Records excerpted from a collection
******

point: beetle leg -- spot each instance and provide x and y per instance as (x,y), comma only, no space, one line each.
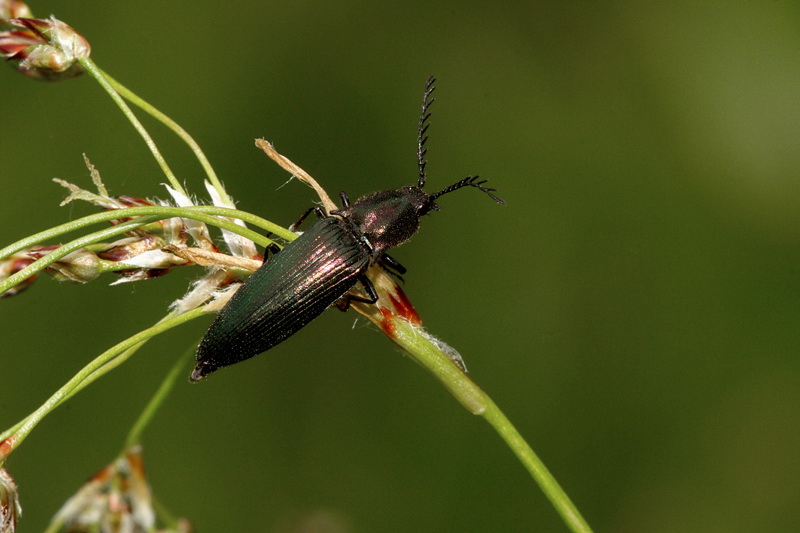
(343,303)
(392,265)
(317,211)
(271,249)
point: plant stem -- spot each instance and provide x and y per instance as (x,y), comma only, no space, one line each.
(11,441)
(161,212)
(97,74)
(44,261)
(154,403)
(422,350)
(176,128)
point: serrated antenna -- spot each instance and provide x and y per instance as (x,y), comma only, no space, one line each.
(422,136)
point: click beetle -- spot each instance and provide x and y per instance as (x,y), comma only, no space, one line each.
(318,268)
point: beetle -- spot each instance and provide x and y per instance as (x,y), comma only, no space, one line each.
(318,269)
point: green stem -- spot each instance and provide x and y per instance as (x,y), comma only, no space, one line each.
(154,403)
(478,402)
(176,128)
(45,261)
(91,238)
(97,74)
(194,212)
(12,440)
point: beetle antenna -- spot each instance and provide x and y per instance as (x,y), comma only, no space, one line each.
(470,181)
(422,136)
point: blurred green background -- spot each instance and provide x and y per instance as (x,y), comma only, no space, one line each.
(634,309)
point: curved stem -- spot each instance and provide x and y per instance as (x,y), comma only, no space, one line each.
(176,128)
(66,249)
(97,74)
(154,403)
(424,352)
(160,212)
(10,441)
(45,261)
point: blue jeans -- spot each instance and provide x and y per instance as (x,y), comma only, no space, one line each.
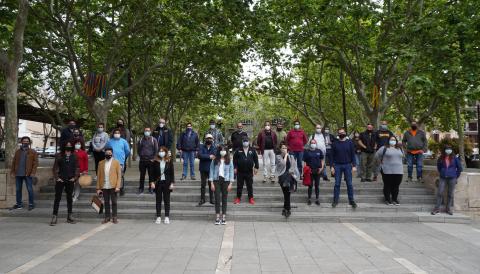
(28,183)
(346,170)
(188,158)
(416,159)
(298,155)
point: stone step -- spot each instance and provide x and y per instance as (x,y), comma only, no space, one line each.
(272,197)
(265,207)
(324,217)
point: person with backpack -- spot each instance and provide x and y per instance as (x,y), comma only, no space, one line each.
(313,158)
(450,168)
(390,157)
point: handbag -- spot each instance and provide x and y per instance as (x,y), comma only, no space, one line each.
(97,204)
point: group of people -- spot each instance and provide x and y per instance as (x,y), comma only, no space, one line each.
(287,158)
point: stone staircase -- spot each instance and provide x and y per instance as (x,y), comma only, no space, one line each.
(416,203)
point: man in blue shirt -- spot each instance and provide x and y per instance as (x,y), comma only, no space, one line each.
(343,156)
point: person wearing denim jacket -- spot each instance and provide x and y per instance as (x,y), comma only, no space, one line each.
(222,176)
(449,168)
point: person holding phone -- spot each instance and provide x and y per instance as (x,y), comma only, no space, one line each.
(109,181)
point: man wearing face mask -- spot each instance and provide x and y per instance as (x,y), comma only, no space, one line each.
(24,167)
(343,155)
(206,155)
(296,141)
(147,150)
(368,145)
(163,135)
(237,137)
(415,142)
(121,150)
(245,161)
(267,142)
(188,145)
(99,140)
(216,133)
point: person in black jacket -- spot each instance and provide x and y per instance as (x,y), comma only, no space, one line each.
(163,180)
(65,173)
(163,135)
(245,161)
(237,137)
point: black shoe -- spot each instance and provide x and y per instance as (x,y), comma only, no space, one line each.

******

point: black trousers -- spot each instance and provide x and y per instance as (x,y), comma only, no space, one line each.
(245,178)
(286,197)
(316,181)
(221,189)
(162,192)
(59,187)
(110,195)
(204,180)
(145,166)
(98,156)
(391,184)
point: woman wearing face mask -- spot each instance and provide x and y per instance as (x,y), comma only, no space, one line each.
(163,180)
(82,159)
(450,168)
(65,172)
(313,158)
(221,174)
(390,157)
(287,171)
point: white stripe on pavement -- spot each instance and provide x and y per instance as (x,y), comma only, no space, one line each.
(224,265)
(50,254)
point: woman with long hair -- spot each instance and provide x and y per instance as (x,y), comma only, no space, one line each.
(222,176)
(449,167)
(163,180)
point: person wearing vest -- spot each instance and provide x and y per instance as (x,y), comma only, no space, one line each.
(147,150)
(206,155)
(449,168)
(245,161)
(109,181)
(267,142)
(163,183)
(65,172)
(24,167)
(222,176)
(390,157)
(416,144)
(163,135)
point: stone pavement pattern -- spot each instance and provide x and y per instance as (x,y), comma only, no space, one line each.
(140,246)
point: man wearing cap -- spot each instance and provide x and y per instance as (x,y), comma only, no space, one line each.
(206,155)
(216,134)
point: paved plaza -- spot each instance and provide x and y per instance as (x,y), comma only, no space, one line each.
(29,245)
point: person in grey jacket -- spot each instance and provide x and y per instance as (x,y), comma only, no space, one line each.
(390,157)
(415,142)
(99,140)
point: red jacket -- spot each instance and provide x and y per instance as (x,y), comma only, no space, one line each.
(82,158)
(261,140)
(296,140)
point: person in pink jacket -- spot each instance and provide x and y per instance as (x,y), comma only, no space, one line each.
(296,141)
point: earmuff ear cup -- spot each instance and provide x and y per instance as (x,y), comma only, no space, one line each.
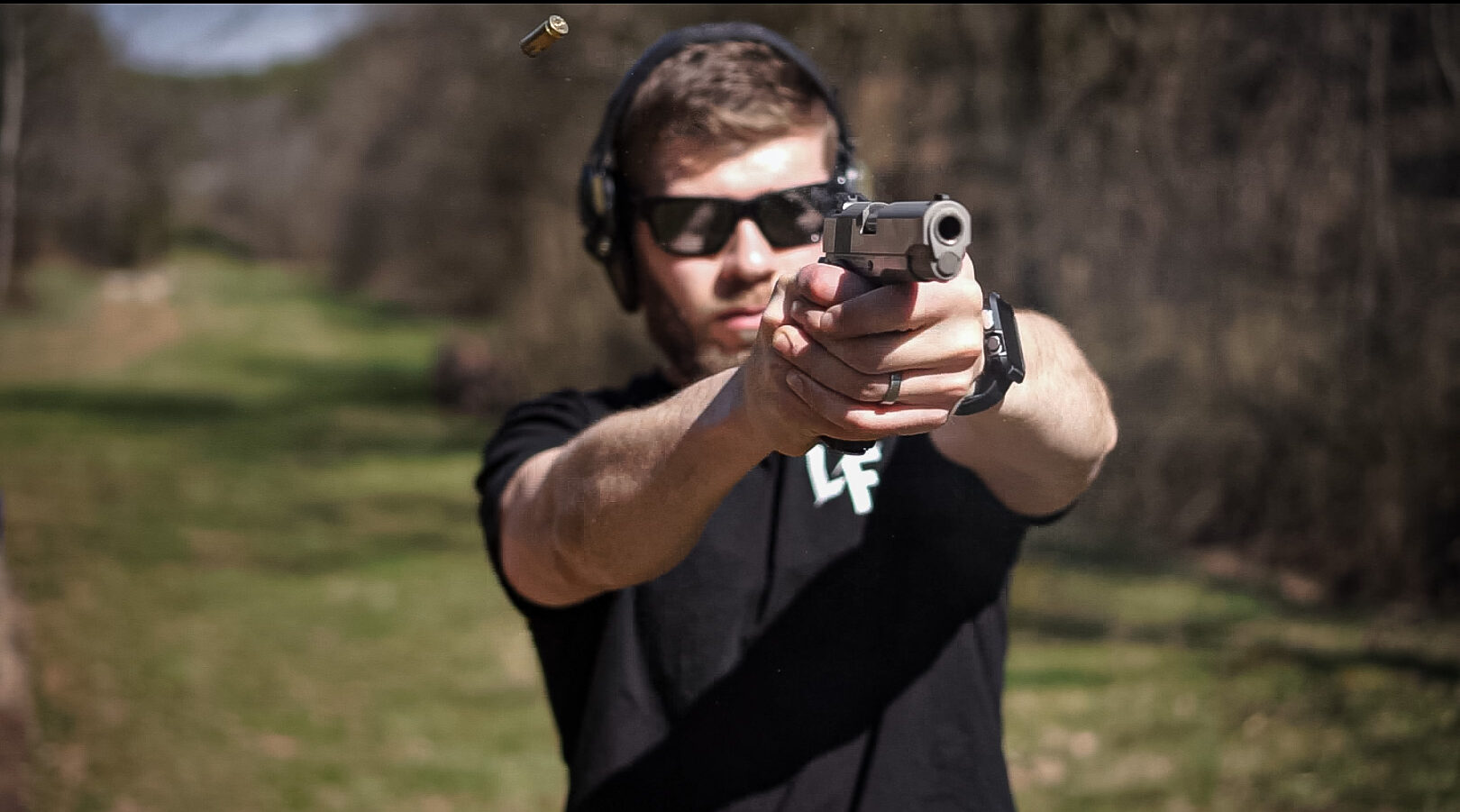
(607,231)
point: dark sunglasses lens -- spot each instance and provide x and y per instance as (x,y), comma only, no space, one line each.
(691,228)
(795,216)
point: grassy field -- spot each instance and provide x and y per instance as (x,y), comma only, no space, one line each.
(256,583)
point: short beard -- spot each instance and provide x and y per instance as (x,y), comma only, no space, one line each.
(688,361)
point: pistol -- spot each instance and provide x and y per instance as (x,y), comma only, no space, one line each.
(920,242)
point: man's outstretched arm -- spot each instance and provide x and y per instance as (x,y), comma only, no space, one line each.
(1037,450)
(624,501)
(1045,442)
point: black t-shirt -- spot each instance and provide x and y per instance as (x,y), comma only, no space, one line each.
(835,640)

******

■ Description of the task
Scan the records above for the lines holding "point: stone staircase" and "point: black shoe". Transcribe those two and every line between them word for word, and no others.

■ Exercise answer
point: stone staircase -- spot each instance and provide x and y per instance as (x,y), comma only, no space, one line each.
(416,203)
point: man in blue shirt -- spot each instance and provide x and y per instance as (x,y), comma only, no space, one line each.
(343,156)
point: person wearing denim jacket -- spot each instance and provide x and y per instance as (x,y), comma only, no space, one line each.
(222,176)
(449,168)
point: person holding phone -- spot each instance and provide x and y per instance as (x,y), comma only, no space, one line each.
(109,181)
point: man wearing face mask -- spot each instance and provide x and y per instance as (x,y), comma only, no space, one line each.
(24,167)
(343,155)
(206,155)
(296,141)
(147,150)
(368,145)
(163,135)
(237,137)
(415,142)
(121,150)
(245,161)
(267,142)
(188,145)
(99,140)
(216,133)
point: person in black jacket -- spot each instance and provide x and y per instance as (x,y), comma only, no space, one line each.
(163,180)
(65,173)
(163,135)
(245,161)
(237,137)
point: black shoe -- spot each instance and provide x and y per instance as (x,y), comma only, no space, one line each.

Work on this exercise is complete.